• _What to produce_
Report, in full, each line of the material below in which the string "blurred" occurs.

• _Dataset records_

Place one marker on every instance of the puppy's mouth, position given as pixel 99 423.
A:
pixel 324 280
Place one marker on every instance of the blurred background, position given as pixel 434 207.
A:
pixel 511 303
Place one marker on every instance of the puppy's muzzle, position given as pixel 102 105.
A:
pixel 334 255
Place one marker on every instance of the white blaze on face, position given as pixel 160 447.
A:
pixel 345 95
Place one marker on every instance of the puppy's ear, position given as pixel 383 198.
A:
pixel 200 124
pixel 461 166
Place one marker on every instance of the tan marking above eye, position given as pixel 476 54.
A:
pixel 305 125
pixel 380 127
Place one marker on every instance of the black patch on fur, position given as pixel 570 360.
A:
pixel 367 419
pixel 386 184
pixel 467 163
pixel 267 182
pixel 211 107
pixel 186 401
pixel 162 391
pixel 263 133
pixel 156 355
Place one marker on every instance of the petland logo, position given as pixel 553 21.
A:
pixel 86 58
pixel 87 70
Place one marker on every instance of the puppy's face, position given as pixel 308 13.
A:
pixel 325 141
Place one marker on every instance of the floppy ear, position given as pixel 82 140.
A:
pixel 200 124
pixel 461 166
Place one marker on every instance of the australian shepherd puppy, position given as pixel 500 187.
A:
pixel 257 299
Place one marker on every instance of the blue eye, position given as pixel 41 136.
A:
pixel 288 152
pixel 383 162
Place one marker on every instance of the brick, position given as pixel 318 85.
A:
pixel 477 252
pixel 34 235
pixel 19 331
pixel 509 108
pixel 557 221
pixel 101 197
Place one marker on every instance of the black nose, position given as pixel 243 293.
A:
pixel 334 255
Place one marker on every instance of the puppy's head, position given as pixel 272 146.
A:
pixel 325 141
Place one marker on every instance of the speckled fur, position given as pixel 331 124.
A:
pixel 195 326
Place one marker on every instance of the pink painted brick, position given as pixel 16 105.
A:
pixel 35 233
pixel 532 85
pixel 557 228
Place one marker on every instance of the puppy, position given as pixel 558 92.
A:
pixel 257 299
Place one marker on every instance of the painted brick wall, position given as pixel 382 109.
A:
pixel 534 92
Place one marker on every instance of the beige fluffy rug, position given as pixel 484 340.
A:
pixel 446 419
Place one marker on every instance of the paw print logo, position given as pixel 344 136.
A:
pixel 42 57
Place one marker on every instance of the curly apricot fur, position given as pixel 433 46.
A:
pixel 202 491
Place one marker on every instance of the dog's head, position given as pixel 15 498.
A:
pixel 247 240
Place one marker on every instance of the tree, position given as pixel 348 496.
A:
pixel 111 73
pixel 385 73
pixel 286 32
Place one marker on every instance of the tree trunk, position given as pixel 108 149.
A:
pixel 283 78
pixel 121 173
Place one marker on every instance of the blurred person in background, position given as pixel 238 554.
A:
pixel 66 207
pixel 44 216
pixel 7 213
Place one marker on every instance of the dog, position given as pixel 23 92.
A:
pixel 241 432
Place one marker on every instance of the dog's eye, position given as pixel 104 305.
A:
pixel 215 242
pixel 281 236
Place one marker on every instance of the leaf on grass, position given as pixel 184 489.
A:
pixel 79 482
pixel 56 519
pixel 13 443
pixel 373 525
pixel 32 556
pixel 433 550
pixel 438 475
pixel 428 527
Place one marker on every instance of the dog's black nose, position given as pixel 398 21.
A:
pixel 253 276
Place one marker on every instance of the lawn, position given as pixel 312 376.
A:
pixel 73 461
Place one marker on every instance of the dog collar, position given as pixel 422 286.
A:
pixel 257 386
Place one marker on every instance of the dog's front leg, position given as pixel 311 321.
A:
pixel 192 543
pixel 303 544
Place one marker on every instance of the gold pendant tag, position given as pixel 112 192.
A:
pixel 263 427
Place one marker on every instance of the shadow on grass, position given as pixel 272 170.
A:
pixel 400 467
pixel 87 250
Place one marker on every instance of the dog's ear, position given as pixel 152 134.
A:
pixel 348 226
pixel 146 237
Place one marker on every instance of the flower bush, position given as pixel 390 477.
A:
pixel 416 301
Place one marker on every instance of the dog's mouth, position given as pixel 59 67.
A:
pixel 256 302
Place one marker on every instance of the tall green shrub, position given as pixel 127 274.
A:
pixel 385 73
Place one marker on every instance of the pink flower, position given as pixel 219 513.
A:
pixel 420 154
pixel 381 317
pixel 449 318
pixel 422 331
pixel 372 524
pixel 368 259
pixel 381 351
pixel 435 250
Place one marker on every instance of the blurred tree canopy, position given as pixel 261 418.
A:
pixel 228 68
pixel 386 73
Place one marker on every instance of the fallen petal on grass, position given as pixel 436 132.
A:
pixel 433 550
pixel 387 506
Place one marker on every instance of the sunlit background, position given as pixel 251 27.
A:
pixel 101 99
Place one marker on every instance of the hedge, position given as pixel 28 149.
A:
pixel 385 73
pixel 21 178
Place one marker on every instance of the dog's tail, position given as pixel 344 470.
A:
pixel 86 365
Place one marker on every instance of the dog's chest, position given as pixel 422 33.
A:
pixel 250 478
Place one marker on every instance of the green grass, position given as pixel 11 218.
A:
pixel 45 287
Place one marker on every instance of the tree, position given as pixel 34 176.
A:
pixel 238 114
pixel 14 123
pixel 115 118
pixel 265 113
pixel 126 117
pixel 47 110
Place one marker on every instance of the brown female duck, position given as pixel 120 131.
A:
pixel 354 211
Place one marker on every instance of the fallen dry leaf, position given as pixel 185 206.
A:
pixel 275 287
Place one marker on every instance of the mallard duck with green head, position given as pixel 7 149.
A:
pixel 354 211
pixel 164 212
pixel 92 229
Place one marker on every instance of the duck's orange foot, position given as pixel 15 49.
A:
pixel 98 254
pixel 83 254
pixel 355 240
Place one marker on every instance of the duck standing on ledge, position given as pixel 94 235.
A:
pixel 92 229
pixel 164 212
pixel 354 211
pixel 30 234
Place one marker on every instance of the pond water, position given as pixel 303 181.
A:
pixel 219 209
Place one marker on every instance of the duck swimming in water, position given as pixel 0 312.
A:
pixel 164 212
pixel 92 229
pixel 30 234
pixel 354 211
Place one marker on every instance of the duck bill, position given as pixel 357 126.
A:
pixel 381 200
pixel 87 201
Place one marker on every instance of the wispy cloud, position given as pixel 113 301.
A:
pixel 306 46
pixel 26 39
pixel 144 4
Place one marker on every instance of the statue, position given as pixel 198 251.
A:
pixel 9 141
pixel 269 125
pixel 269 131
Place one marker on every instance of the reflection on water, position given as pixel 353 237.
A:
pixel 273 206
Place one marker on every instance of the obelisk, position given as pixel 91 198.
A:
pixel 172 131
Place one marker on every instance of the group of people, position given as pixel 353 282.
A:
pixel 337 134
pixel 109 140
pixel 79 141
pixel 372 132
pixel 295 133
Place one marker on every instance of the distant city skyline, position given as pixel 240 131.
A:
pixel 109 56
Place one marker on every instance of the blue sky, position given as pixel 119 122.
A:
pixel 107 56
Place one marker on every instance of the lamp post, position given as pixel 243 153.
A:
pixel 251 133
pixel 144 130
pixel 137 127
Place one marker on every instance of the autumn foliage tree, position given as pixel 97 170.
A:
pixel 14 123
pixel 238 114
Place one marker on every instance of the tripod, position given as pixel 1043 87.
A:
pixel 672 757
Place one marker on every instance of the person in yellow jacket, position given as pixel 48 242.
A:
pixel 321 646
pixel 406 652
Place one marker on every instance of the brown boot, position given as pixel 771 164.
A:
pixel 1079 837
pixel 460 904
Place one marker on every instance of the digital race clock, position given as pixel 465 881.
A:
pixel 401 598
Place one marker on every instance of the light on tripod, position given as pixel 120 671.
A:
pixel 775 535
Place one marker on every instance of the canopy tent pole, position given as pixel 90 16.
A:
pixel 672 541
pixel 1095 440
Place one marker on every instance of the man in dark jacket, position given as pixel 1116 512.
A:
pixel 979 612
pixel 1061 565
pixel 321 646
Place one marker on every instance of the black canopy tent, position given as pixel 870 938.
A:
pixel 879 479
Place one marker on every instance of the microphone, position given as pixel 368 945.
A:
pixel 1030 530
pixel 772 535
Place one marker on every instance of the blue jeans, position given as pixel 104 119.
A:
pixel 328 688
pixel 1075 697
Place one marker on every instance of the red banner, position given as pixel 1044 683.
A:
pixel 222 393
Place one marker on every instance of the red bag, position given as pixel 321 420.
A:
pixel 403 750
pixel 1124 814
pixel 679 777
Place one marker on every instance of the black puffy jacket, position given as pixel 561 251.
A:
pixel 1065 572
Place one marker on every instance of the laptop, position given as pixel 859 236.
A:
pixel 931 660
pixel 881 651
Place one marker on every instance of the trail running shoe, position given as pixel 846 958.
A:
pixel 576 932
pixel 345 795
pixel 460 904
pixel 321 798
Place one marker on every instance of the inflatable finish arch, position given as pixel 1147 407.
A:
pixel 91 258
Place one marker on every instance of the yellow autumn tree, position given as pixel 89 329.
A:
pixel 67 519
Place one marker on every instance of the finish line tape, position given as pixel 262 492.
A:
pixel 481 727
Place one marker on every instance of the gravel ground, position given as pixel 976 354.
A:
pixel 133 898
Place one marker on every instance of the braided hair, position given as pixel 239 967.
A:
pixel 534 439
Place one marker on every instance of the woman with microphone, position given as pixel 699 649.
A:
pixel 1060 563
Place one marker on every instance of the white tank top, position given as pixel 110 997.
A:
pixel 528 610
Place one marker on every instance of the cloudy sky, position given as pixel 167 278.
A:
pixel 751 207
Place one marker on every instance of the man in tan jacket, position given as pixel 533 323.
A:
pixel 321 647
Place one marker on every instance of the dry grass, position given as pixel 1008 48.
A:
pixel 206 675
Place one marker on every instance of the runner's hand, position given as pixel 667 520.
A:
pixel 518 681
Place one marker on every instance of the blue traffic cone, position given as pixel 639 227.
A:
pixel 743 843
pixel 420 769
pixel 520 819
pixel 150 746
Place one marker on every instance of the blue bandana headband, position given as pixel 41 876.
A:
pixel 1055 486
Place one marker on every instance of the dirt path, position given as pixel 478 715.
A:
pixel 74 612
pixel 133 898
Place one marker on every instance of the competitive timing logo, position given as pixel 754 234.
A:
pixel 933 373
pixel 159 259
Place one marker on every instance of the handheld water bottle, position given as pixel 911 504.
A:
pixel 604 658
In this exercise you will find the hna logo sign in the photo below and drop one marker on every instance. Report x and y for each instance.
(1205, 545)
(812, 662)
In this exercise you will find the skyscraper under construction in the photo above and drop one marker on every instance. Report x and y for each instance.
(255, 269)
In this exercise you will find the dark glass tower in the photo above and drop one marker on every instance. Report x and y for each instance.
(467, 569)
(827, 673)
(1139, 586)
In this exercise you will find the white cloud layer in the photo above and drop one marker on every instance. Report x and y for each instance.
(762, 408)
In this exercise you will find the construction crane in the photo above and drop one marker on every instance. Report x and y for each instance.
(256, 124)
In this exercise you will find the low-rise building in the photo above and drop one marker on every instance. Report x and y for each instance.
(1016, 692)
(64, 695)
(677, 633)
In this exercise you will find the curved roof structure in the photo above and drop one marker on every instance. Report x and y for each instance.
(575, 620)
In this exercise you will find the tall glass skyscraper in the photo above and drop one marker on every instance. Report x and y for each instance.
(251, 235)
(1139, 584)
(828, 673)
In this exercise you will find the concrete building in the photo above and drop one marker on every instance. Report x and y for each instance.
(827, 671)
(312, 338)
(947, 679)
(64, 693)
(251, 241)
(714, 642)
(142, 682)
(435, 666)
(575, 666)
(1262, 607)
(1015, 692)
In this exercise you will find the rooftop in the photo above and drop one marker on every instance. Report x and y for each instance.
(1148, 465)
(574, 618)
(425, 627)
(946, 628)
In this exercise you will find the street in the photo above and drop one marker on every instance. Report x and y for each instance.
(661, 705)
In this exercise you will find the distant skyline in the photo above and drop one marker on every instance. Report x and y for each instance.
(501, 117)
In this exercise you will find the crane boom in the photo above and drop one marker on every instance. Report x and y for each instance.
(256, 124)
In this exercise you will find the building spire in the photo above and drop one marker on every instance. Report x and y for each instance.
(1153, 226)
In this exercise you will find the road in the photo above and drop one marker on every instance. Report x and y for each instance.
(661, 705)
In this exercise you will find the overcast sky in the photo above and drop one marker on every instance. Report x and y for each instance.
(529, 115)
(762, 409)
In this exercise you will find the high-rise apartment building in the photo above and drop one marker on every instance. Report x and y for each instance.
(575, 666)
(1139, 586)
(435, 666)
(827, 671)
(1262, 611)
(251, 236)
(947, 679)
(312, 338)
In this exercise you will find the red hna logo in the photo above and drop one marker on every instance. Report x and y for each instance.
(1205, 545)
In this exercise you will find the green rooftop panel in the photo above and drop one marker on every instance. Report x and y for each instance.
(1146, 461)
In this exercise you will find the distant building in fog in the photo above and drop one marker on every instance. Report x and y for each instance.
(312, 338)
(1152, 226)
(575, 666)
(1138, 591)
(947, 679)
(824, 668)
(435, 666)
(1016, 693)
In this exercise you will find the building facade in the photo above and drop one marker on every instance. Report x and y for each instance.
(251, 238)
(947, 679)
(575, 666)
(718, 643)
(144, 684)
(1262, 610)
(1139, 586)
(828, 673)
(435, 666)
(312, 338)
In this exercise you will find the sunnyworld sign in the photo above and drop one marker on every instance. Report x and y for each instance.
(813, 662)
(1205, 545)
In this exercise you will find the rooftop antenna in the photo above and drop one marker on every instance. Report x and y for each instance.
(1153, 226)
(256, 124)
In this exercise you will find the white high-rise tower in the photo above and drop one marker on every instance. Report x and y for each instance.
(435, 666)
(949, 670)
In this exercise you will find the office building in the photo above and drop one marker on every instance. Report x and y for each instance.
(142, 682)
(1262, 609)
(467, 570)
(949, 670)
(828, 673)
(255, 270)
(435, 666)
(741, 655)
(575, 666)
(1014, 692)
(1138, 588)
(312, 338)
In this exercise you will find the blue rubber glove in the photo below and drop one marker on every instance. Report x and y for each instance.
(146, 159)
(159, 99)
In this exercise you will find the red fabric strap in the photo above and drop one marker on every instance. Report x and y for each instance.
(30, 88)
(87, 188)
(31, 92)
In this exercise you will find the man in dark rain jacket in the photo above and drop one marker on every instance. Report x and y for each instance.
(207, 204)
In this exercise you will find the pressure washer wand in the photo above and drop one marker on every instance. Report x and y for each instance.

• _Answer space_
Place one marker on every instance of the blurred background, position given as pixel 434 207.
Place one marker on every instance of the blurred person in background, position given as pixel 238 554.
Place one marker on every instance of the blurred tree canopy, position given as pixel 261 418.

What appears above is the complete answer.